Evangelical churches in the suburbs and the inner city can be united in advocating rights for the poor, overcoming their differences of race, culture and economic interests, an East Baltimore preacher believes.
This will be a new experience for some churches that have focused their missions on personal conversion to Christianity and charitable relief, says the Rev. Joe Ehrmann, a former defensive tackle with the Baltimore Colts who runs a youth ministry in poor neighborhoods around Johns Hopkins Hospital.
But he believes evangelicals are compelled by their own belief in the absolute authority of the Bible to seek reform on behalf of people who are at the margins of society.
"We want to teach people to integrate the problems of the city with their faith," said Mr. Ehrmann, whose Door ministry on North Chester Street is starting the social advocacy ministry, Project Justice.
He has already gathered a network of about 30 evangelical churches, from city and suburb, affluent and poor, to support his Door ministry of tutoring, sports and family counseling to city youths.
Now he is asking those churches to confront the social and political structures that create the disparities among them.
"I can't sit in Baltimore County and say, 'My kids are in county schools and they're OK. I don't need to worry,' " he said about poor children in city schools that receive less money per pupil than most suburban ones.
Project Justice will take up issues in four areas: poverty, racism, children and youth and family disintegration.
"This is an area that the evangelical church has not taken grasp of," said Kim Turner, a community organizer hired to administer Project Justice. Part of her job will be to stimulate talk within evangelical churches about issues, such as lead paint poisoning of children in poor housing, and to ask how their fidelity to biblical authority might compel them to take a stand.
Mrs. Turner acknowledged that the urban-suburban split that often occurs as legislators ponder such problems, and their implications for public spending and taxation, may arise among the churches in Project Justice. But as the different churches reflect on how to act, she said, the question will be, "If I am a child of God, what is my responsibility here, notwithstanding whether I live in the city or in the county."

Task requirements | Can you repeat everything in the Project Justice article above, from "But he believes" down to "ministry, Project Justice.", word for word?

Source material |
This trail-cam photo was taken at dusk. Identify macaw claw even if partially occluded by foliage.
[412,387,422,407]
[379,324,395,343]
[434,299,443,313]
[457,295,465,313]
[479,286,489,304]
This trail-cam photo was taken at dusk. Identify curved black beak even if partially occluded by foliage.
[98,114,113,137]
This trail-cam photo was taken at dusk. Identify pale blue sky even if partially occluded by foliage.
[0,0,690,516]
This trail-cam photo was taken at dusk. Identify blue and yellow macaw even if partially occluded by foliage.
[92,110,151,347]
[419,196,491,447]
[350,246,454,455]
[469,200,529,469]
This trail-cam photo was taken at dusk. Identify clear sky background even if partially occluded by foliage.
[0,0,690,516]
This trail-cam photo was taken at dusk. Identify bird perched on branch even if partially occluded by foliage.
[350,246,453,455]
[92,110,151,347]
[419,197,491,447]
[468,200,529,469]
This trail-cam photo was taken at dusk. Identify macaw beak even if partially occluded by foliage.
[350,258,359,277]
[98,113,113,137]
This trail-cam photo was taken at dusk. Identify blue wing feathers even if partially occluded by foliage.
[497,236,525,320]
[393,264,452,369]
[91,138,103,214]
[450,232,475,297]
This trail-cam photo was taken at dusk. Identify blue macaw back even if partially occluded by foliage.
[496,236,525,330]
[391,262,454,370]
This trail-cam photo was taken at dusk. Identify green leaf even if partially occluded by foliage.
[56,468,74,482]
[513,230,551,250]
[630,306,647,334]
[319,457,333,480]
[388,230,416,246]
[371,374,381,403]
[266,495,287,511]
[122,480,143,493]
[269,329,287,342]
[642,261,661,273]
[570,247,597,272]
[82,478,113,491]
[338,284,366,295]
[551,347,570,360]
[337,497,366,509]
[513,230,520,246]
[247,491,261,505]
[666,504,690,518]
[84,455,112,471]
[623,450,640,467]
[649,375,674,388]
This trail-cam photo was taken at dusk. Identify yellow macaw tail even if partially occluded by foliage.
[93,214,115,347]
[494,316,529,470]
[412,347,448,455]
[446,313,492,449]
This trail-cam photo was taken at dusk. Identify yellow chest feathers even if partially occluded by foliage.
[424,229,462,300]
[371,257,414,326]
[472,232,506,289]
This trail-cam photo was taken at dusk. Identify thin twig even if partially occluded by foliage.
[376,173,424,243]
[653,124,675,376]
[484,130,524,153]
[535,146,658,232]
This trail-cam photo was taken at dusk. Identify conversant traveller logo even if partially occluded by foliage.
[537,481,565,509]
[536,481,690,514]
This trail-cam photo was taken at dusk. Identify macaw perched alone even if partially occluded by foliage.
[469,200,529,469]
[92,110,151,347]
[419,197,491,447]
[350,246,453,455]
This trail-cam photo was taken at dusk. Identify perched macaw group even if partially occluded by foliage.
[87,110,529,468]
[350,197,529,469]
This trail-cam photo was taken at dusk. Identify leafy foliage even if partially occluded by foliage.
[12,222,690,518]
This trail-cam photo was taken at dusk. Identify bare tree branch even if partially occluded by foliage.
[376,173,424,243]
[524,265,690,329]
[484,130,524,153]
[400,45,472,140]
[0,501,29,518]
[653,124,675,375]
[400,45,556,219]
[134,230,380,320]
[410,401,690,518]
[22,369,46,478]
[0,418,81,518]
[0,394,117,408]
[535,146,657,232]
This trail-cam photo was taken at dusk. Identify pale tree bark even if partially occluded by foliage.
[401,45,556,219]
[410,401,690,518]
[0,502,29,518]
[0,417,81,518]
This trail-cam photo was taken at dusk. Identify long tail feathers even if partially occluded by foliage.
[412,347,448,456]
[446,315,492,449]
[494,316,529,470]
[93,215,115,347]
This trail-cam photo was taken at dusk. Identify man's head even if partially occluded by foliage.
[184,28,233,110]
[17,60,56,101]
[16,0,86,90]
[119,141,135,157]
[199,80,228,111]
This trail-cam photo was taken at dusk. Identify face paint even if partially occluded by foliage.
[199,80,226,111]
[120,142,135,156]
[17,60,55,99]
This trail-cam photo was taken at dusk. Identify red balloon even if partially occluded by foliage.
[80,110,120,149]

Answer to the exercise |
But he believes evangelicals are compelled by their own belief in the absolute authority of the Bible to seek reform on behalf of people who are at the margins of society.
"We want to teach people to integrate the problems of the city with their faith," said Mr. Ehrmann, whose Door ministry on North Chester Street is starting the social advocacy ministry, Project Justice.